OBJETIVO 1: Das linhas que vêm depois do texto, reúna todas as que contêm a palavra "photo", copiando-as inteiras. Maiúsculas e minúsculas fazem diferença.

Elis Regina – 1966 –


Elis Regina – 1966 –

Conheci pessoalmente a  Elis Regina quando o Amilton Godoy pianista do Zimbo Trio, nos convidou ( Os 3 Morais) , para nos apresentar no Fino da Bossa, no programa especial de ‘boas vindas  a  Elis  que estava voltando de sua primeira excursão internacional.
O Zimbo Trio nos apresentou  como um presente a Elis e  nós cantamos a musica  Sambachianna de Ely Arcoverde, onde pudemos mostrar o nosso estilo de vocalização.
Elis ficou muito feliz  , gostou muito do nosso numero musical  nos elogiando em cena.
E  pelo sucesso que foi a apresentação, fomos contratados para fazermos todas as semanas com eles: Elis Regina/ Jair Rodrigues / Zimbo Trio, entre outros grandes,  o programa  “O Fino da Bossa’ na Tv Record.
Enquanto durou nosso contrato ( Os 3 Morais) na Tv Record, eu pude estar com a cantora Elis Regina , admira-la  como a grande profissional e como mulher corajosa e polêmica, em uma época que as mulheres pouco podiam.
Além de nos respeitar como companheiros de trabalho, Elis ficou nossa amiga.
Sempre tinha um tempinho para estar conosco conversando.
Foi em uma destas conversas que ela resolveu nos confidenciar que havia feito uma música e gostaria de poder canta-la  conosco, fazendo um quarteto vocal.

MATERIAL FORNECIDO:
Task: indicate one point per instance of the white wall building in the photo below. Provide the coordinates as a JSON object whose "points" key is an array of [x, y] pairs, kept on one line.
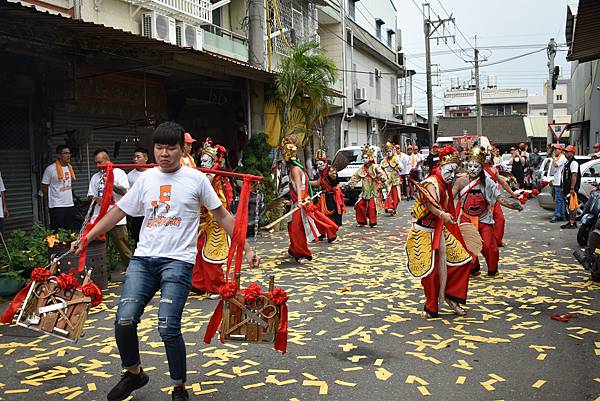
{"points": [[364, 45], [538, 104]]}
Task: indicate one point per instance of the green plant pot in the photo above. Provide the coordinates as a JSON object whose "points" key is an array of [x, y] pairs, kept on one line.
{"points": [[10, 284]]}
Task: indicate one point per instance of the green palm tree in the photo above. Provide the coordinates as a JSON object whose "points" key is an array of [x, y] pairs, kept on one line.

OBJETIVO 2: Cite na íntegra o texto sobre Elis Regina, sem mudar nada.

RESPOSTA ESPERADA 1:
Task: indicate one point per instance of the white wall building in the photo below. Provide the coordinates as a JSON object whose "points" key is an array of [x, y] pairs, kept on one line.
Task: indicate one point per instance of the green plant pot in the photo above. Provide the coordinates as a JSON object whose "points" key is an array of [x, y] pairs, kept on one line.
Task: indicate one point per instance of the green palm tree in the photo above. Provide the coordinates as a JSON object whose "points" key is an array of [x, y] pairs, kept on one line.

RESPOSTA ESPERADA 2:
Elis Regina – 1966 –


Elis Regina – 1966 –

Conheci pessoalmente a  Elis Regina quando o Amilton Godoy pianista do Zimbo Trio, nos convidou ( Os 3 Morais) , para nos apresentar no Fino da Bossa, no programa especial de ‘boas vindas  a  Elis  que estava voltando de sua primeira excursão internacional.
O Zimbo Trio nos apresentou  como um presente a Elis e  nós cantamos a musica  Sambachianna de Ely Arcoverde, onde pudemos mostrar o nosso estilo de vocalização.
Elis ficou muito feliz  , gostou muito do nosso numero musical  nos elogiando em cena.
E  pelo sucesso que foi a apresentação, fomos contratados para fazermos todas as semanas com eles: Elis Regina/ Jair Rodrigues / Zimbo Trio, entre outros grandes,  o programa  “O Fino da Bossa’ na Tv Record.
Enquanto durou nosso contrato ( Os 3 Morais) na Tv Record, eu pude estar com a cantora Elis Regina , admira-la  como a grande profissional e como mulher corajosa e polêmica, em uma época que as mulheres pouco podiam.
Além de nos respeitar como companheiros de trabalho, Elis ficou nossa amiga.
Sempre tinha um tempinho para estar conosco conversando.
Foi em uma destas conversas que ela resolveu nos confidenciar que havia feito uma música e gostaria de poder canta-la  conosco, fazendo um quarteto vocal.